Questions on the material -
a: Reproduce a passage from the restaurant review word for word. Begin at the words "Compositions don’t always" and stop after "of the Filet-O-Fish.".
b: According to the restaurant review, which ingredients make up the cocktail called Green Isaac's Special?
c: Continue the restaurant review from the point where it stops.

Text segment -
A dish called egg salad is an elegant composition of asparagus and fava beans topped with a smoked trout dressing, a sunny side up egg, and a generous dollop of sturgeon caviar. It’s beautiful, greens wreathing the golden yolk and the black orb of caviar. The runny egg demands stirring, but pull the fish eggs out first: The caviar gets lost when mingled with the other ingredients. Bouillabaisse, which features nicely cooked seafood, fails to come together; the broth lacks depth.
Compositions don’t always work — for instance, Arctic char with roasted melon, strained yogurt, cucumber, feta, and oregano, a combination no longer on the menu with good reason. The mushy, warm roasted melon was unappetizing. A black bass “chop,” a special one night, is a generous side of fish, with beautiful mottled skin and bones intact. It’s served with Tuscan kale, haricots verts, fried beech mushrooms, and a sauce made with white wine and bitters. But strawberries mysteriously appear on the plate, a jarring and inexplicable note that throws off all the flavors; they appear to be left over from a sold-out scallop crudo special.
And you know what the dinner menu could really use? A sandwich. It needs something simple and filling to balance all of the lightness. There’s a summery beer list here crying out for a clam roll or some improved version of the Filet-O-Fish.
There’s also a soulful wine list designed to complement seafood, with more reds than one might expect. There are some funky additions, like the Shacksbury cider that tastes remarkably like blue cheese. And cocktails are well constructed, from the Hemingway daiquiri to one called Green Isaac’s Special. Gin, coconut water, bitters, and lime, it is perfectly refreshing.

Given records -
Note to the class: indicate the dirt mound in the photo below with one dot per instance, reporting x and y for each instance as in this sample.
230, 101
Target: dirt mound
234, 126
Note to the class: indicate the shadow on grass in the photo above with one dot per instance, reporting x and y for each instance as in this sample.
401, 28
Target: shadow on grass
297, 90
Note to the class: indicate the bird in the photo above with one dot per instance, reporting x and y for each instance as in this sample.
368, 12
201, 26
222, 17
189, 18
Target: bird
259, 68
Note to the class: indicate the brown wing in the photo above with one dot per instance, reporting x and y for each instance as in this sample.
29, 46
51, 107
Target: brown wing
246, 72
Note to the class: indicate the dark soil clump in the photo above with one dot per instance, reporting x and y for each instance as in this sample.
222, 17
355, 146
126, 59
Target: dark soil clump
--
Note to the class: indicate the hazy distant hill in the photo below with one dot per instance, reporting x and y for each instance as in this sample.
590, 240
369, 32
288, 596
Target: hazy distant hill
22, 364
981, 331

Set of answers -
a:
Compositions don’t always work — for instance, Arctic char with roasted melon, strained yogurt, cucumber, feta, and oregano, a combination no longer on the menu with good reason. The mushy, warm roasted melon was unappetizing. A black bass “chop,” a special one night, is a generous side of fish, with beautiful mottled skin and bones intact. It’s served with Tuscan kale, haricots verts, fried beech mushrooms, and a sauce made with white wine and bitters. But strawberries mysteriously appear on the plate, a jarring and inexplicable note that throws off all the flavors; they appear to be left over from a sold-out scallop crudo special.
And you know what the dinner menu could really use? A sandwich. It needs something simple and filling to balance all of the lightness. There’s a summery beer list here crying out for a clam roll or some improved version of the Filet-O-Fish.

b: Gin, coconut water, bitters, and lime.

c:
Select doesn’t serve dessert, but one of the more interesting aspects of the restaurant does come into play at the end of the meal. A 20 percent pre-tax tip is included. The two-part rationale: It allows the staff to focus on hospitality rather than making a buck, and it offers a steady income.
It also puts the diner in an interesting position. Those who wish to tip less than 20 percent — which is the new 15 percent, FYI, whoever you are — must request the service charge be removed. Those who are accustomed to tipping more must then add a few extra dollars, a number so small it makes an act meant to be generous feel miserly. And then there is the plain fact that your already pricey $20 salad is really $24. Your super-simple $35 roasted lobster is really $42. In practice, of course, that’s always the case. But it serves to highlight the weird way we pay for restaurant meals in this country.
That’s not a bad thing. How can operators factor a fair wage into the business of running a restaurant? It’s something anyone fortunate enough to eat out on a regular basis should give a thought to now and again.